■ READING PASSAGE

Skip to main content
Trunk Based Development — Now More Than Ever
  1. Posts/

Trunk Based Development — Now More Than Ever

·3355 words·16 mins

The first code reviews I was ever part of happened in a room. Someone’s change up on a projector, the author walking us through it, the rest of us asking questions until we understood it. What does this do. Why this way. What happens when that’s null. You got it, because the person who wrote it was standing right there, and you could push on anything that didn’t sit right.

That looks like a different thing from what we do now. A diff on a web page, comments trickling in over a day or two, somebody clicking approve. Different decade, different tools. Strip the surface off, though, and it’s the same thing. Review at the end. The change already built. The decisions already made. A bunch of people seeing it for the first time, long after the point where doing anything about it was cheap. The projector and the web page are the same mistake in different clothes.

One part is not the same, and it’s a part that matters. A diff is just the change. The lines that moved, pulled out and laid on a page by themselves, with everything around them left off. You look at it from outside. The room worked the other way. We didn’t review the change. We reviewed the codebase with the change in place, walked through the code with the new work sitting where it would actually live. You weren’t looking at a change. You were in it.

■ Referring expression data

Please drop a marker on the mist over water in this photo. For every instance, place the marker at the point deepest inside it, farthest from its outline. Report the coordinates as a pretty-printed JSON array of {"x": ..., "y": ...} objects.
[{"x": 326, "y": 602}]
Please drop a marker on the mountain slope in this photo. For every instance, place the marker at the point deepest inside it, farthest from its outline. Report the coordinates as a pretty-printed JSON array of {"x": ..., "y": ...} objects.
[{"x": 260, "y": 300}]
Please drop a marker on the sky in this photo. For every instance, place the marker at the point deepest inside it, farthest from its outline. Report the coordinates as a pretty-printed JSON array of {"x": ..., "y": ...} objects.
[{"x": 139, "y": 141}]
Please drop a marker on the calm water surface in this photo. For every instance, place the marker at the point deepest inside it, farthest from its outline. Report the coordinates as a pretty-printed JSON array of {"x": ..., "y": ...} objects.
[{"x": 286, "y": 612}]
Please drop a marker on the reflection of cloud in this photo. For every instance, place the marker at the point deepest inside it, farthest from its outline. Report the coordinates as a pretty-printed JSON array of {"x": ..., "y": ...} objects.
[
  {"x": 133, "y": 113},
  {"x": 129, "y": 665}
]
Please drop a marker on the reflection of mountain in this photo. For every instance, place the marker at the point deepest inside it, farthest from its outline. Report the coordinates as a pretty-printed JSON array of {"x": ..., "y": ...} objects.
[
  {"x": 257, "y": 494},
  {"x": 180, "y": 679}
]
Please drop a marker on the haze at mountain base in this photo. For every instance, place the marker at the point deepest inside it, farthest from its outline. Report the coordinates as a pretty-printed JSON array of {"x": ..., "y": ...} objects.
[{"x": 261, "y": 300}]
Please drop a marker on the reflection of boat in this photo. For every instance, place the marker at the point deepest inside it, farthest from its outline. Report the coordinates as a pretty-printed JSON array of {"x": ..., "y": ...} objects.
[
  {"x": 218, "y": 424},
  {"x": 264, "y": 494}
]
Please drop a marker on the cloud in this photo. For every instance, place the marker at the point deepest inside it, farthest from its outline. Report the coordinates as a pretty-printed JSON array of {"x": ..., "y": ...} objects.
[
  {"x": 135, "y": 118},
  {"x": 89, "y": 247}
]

■ PROBLEM 1
Check each statement against the post on code review and say whether it agrees: (a) The first code reviews the writer took part in happened in a room. (b) The writer calls the projector and the web page two different mistakes. (c) In the room, the group reviewed the change on its own, apart from the codebase.
■ PROBLEM 2
Pick up the post on code review after its final sentence and write what comes next.
None of the records matter here.

■ ANSWER AREA 1
(a) Yes: "The first code reviews I was ever part of happened in a room."
(b) No: "The projector and the web page are the same mistake in different clothes."
(c) No: "We didn’t review the change. We reviewed the codebase with the change in place"

■ ANSWER AREA 2
Being in a change and looking at one are not the same thing. That’s the whole reason the average review in a room ran a little ahead of the average on a web page. A little. Not a lot. And not because the room found the bugs. Maybe it caught a few more than a web page does. If I had to guess, I’d guess it did. It doesn’t matter. Code review is sold on catching bugs, stopping them before they ship. So does it?

The quality gate that isn’t
#

Sometimes. Everyone’s watched a review catch a real one. You’ve done it. Someone caught one of yours. That’s real, and it’s exactly the trap, because it works just enough to convince you it’s worth it. Catch a bug in review on a Tuesday and you walk away sure the gate is doing its job.

Catching a bug now and then is not the same as being a quality gate. The compiler catches bugs. Running the thing once catches bugs. The question was never whether review ever catches one. It’s whether gating on it is the most effective, time-efficient way to catch bugs, and whether the loop it drags along, the branch, the wait, the reviewing of code that’s about to change anyway, costs more than it saves.

And the teams that gate on every change? They don’t ship cleaner than the teams that don’t. I’ve looked. It isn’t there. If the gate did what it’s sold to do, you would see it, PR-gated shops shipping clearly cleaner software than everyone else. You don’t. Those same shops block releases for the sake of quality while production fills up with bugs all the same. Review works just enough to feel like a gate. It does not work well enough to be one.

The things that actually pull the bug count down are duller, and they hold. Building the software so the bug can’t be expressed in the first place, the way a type system worth its salt won’t let you write one. Testing it hard, the kind you design in from the start instead of bolting on at the end. I’ve written about how I know it’s working, and review isn’t on the list. It never was.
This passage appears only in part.